▶ _WORK TASK_
Collect every line of the records below that contains the word "handle".

::::

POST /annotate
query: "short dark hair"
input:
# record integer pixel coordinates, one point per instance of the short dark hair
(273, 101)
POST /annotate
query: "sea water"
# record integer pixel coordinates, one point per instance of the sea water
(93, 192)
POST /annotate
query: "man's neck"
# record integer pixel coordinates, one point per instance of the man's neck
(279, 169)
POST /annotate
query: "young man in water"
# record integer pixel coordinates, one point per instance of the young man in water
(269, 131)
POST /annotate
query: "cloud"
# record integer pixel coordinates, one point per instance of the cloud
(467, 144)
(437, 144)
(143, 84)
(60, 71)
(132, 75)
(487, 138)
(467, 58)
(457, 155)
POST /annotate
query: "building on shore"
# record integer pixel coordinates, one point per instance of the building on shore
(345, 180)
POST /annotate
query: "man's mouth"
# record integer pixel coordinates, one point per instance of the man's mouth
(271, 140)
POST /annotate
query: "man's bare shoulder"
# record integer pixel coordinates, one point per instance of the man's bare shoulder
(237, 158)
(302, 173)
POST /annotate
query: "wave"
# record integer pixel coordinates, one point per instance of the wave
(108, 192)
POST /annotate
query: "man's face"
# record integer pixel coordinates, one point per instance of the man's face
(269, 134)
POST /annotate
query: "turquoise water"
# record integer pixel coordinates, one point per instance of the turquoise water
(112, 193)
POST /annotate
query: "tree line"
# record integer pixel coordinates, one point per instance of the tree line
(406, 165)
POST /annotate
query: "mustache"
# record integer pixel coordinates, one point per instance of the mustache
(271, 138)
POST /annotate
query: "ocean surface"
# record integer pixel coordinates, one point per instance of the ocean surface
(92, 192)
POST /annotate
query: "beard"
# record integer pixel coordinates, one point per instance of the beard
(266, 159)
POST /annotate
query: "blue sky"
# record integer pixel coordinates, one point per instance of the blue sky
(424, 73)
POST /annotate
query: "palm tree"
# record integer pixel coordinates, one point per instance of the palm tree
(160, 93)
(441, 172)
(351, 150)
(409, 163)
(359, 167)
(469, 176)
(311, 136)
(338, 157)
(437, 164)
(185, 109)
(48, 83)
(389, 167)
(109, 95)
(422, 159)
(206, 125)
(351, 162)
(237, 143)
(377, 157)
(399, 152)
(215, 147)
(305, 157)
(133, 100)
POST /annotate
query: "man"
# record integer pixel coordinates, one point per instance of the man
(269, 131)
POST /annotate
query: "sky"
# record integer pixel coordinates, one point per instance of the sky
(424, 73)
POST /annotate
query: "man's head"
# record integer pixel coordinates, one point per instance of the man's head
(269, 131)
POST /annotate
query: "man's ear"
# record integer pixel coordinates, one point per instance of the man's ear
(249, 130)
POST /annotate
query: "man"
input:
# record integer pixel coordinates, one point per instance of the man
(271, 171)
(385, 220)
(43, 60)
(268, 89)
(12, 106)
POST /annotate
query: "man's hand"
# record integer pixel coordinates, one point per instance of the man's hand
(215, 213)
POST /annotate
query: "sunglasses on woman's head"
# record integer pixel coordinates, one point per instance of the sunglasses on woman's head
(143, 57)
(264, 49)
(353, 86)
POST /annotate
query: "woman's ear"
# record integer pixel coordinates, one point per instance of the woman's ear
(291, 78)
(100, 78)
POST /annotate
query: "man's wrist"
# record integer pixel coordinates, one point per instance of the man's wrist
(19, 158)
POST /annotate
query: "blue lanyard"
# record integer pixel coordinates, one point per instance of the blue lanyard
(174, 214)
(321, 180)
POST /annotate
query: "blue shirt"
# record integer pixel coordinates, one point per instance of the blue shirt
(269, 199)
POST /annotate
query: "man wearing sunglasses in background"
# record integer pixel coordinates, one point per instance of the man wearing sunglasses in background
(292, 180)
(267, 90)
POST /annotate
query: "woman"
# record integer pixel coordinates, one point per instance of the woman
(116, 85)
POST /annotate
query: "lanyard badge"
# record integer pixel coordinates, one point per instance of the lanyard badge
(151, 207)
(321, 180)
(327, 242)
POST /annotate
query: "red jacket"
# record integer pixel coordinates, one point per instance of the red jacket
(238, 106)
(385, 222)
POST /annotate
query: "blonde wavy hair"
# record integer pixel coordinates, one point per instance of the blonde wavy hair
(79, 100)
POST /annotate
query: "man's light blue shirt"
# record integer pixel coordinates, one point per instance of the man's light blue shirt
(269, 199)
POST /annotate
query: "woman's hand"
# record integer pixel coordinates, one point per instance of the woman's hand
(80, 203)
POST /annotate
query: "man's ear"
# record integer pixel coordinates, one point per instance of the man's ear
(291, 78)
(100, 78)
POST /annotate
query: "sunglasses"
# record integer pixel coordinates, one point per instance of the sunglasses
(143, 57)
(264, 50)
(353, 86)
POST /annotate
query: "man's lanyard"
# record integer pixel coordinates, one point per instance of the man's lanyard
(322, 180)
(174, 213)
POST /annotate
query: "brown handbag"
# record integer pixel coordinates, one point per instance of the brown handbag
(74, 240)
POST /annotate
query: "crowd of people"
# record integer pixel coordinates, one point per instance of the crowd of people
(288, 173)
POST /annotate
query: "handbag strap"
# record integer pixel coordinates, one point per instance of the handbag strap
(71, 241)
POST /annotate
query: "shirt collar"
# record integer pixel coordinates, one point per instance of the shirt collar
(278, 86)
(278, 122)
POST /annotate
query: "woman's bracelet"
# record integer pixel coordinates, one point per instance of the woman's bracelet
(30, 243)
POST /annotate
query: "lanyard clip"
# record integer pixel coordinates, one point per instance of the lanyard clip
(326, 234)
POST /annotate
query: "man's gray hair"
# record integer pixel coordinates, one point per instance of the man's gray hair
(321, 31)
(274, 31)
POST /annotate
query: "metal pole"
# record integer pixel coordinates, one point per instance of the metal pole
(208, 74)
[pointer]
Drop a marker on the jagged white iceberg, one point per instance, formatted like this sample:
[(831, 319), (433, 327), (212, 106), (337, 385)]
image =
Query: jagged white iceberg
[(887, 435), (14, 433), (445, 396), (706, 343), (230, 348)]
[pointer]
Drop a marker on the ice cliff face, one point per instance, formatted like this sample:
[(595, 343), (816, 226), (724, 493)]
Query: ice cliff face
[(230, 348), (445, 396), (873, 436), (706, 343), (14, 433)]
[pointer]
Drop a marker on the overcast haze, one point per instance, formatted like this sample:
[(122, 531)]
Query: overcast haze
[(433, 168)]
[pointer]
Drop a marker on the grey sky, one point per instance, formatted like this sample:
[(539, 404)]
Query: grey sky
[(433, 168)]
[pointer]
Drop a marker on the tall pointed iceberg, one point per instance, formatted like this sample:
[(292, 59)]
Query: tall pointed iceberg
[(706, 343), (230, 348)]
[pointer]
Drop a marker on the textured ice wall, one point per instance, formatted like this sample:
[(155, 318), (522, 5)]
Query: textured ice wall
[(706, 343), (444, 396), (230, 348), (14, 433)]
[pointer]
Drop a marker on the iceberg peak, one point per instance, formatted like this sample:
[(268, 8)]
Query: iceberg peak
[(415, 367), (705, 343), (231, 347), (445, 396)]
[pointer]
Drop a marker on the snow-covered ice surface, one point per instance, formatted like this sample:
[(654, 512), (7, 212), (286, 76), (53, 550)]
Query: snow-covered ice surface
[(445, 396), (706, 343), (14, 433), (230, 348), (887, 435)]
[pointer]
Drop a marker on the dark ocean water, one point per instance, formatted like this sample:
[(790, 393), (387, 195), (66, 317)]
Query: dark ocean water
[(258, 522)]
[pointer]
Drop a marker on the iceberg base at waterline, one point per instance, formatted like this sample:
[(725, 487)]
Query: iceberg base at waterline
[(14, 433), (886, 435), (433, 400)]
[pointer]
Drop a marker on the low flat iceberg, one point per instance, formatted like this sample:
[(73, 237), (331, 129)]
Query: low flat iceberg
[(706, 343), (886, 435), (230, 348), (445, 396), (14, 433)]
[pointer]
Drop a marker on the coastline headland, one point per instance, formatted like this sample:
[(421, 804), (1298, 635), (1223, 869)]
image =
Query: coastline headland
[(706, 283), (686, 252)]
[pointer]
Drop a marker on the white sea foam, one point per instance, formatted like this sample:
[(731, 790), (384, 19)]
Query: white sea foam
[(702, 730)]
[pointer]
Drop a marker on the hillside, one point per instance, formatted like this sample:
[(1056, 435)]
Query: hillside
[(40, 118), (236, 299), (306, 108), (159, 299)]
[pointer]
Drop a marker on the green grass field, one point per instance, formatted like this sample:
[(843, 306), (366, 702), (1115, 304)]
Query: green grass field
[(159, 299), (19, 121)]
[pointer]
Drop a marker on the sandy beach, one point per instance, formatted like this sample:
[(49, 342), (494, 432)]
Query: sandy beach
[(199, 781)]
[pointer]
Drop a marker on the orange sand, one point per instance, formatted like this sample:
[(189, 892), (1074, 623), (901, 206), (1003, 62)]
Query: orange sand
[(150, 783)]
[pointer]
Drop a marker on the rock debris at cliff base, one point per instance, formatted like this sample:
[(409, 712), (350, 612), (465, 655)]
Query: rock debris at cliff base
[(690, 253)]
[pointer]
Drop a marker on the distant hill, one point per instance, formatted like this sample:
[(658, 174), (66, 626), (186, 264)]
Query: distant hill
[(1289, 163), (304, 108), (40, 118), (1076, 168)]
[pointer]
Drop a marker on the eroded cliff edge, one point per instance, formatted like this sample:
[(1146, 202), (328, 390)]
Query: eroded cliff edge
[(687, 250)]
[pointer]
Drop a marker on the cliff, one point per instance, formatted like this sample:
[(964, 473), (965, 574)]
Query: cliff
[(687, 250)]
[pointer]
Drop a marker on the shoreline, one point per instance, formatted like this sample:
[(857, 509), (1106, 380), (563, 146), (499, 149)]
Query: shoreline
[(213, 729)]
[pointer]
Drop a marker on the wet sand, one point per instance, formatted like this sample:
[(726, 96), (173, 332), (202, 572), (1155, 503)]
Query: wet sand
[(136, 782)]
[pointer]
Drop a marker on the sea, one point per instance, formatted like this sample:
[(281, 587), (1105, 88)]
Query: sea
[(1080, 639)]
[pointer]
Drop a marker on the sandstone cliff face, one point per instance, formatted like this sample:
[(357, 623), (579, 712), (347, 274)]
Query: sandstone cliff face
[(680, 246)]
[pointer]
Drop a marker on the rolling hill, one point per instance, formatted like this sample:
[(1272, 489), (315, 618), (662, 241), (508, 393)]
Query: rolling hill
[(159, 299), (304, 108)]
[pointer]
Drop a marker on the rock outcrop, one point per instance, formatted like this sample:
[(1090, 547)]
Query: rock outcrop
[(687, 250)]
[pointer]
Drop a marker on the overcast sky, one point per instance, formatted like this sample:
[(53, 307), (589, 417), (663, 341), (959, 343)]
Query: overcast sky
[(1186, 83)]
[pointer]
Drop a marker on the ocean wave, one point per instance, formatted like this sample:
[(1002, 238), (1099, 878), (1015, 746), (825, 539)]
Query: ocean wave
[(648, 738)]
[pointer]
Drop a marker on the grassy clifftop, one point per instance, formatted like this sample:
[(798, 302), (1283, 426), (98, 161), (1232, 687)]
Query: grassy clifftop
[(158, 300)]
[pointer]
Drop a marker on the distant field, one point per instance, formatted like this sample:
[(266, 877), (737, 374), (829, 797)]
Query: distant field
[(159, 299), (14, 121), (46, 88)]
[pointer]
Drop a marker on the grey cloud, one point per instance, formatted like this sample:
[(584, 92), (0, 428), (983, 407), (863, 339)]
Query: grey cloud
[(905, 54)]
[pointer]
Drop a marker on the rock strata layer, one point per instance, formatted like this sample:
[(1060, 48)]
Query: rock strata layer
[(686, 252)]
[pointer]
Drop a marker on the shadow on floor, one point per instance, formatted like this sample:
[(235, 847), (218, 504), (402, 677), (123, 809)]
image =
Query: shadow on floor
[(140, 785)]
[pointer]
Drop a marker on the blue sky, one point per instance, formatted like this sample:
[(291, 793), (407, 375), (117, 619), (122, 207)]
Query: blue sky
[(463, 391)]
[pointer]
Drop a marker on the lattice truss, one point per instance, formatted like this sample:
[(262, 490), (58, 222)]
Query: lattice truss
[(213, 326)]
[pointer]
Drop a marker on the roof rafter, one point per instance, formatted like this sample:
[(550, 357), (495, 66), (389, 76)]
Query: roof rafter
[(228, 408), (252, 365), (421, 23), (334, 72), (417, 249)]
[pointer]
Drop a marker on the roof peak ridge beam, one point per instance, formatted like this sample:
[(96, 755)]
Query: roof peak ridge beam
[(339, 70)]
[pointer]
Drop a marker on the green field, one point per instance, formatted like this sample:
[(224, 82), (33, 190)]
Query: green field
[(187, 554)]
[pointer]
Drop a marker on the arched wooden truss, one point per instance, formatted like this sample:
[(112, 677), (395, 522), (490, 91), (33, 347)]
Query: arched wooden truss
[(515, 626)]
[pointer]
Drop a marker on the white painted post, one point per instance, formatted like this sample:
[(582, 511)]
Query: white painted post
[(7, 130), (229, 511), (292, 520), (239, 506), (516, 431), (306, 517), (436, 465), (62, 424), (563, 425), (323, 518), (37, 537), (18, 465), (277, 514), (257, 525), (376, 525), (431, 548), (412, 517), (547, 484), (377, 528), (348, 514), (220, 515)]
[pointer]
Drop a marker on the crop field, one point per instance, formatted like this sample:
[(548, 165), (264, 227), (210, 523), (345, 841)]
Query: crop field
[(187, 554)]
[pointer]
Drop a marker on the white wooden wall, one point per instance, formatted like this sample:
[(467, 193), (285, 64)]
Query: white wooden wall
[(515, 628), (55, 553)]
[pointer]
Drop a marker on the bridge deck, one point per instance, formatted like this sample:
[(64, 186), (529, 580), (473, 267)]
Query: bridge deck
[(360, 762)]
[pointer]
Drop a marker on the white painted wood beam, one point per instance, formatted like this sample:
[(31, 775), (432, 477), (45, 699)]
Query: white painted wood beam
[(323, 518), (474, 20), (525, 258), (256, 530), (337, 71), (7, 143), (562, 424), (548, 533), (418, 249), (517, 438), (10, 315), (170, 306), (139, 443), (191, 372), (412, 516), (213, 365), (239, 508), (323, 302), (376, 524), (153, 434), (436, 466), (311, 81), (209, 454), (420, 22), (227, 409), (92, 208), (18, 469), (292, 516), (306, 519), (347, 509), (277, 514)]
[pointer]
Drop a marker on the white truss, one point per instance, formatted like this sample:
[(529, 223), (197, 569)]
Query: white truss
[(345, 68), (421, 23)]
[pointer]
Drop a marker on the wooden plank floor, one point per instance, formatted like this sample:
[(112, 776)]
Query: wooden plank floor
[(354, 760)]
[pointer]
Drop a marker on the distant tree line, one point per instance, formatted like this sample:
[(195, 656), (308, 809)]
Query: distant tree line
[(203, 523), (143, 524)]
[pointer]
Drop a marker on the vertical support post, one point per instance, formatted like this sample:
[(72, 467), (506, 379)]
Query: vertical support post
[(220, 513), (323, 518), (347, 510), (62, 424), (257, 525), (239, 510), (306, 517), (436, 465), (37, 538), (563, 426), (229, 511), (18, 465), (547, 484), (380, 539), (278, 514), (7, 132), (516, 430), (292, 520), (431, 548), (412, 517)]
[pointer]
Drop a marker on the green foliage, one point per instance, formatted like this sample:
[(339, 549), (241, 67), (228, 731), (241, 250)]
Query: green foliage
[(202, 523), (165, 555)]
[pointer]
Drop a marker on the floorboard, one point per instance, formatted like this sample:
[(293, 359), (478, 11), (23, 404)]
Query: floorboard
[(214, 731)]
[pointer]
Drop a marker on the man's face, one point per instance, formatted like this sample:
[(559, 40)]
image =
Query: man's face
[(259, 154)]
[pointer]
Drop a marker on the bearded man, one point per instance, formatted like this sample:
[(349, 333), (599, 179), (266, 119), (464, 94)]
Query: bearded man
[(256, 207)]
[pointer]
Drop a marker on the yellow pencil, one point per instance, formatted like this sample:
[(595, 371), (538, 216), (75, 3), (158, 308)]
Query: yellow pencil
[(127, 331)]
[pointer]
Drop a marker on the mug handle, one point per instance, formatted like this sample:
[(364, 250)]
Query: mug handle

::::

▶ _RESPONSE_
Drop a marker on the mug handle, one point per instance, formatted like this sample:
Query: mug handle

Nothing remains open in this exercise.